## [Selected text]

Jonathan Griffin (:jgriffin)

Reporter

Comment 4

•

10 years ago

I suspect this is due to wpt's notion of expected results. jgraham can probably confirm.

James Graham [:jgraham]

Comment 5

•

10 years ago

Not quite; I think this is a more general misunderstanding about what a subtest is that may have to be corrected in active data schema. In structured logging a "test" is a single independently runnable entity (typically a url that's loaded into the browser, but possibly something else depending on the test type). In some cases (e.g. reftests), loading a single test produces a single result (pass/fail/etc.). In other cases — and wpt is indeed the canonical example here — each test can produce more than one result, each of which can be uniquely identified by a title. In this case we have to treat each result separately (because it is commonly the case that some tests will pass and others will fail; in this sense it is indeed related to the fact that web-platform-tests aren't everything-must-pass). So we call each labelled part of the overall "test" that actually produces a result a "subtest". When a test produces multiple results like this there is no relation at all between the statuses that the subtests get and the status of the overall "test". This is because such a relationship would be non-obvious (what would you pick as the status if every subtest failed, but each failure was expected?) and because it's inherently redundant information. Instead the "test" status merely encodes things that cannot be inferred from the status of each subtest i.e. whether the complete test loaded and ran without error. For this reason, where a test has subtests, it may only have the statuses SKIP (test wasn't run), CRASH (test caused a segfault), ERROR (test didn't complete correctly because of e.g. a js exception) or OK (none of those things happened).

## [Raw data]
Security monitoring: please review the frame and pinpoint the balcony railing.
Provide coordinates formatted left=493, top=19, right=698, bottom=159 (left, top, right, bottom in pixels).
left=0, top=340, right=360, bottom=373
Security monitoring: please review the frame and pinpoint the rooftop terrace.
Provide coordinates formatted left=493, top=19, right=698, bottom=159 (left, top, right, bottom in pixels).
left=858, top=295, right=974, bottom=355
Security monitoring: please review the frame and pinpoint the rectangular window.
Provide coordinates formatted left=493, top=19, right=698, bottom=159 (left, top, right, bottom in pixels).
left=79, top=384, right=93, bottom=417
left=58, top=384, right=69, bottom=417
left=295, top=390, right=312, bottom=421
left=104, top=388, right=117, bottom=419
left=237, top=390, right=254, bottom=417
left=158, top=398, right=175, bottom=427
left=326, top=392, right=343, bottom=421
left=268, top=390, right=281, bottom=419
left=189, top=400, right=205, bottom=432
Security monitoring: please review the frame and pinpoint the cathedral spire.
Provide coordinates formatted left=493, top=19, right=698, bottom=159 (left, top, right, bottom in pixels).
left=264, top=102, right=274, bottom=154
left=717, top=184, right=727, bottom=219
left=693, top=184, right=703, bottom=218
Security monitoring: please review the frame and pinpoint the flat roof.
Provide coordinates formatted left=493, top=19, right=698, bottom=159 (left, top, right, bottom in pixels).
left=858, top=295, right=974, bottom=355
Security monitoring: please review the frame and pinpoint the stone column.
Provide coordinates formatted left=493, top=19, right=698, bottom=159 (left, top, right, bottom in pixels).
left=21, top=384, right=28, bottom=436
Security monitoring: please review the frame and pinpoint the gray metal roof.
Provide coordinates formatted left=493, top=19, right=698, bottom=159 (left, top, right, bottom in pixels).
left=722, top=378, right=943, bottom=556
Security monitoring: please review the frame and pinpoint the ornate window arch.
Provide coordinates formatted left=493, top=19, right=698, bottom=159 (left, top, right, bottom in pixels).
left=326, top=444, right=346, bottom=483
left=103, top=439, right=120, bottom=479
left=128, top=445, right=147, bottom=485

## [Problems]
[1] In the discussion of wpt tests and subtests, what does the status CRASH mean for a test that has subtests?
[2] Carry on the discussion of wpt tests and subtests from the point where it stops.
The lines have no connection to the text.

## [Solved problems]
[1] It means the test caused a segfault.

[2]
Kyle Lahnakoski [:ekyle]

Comment 6

•

10 years ago

Thank you James! Your description confirms what I see in the shape of the data. I added the subtests as nested (child) documents; which is more space efficient, but a little harder to query. I considered indexing all subtests as first class citizens; fully annotated, like how test results are indexed now, but it would be 10x to 100x bigger (whatever the overall subtest:test ratio is), and probably negatively impact query speed. It is unknown if nested documents query faster or slower, so this can test that. The ETL was re-run over the weekend, so `result.ok` now shows `false`; indicating something went wrong.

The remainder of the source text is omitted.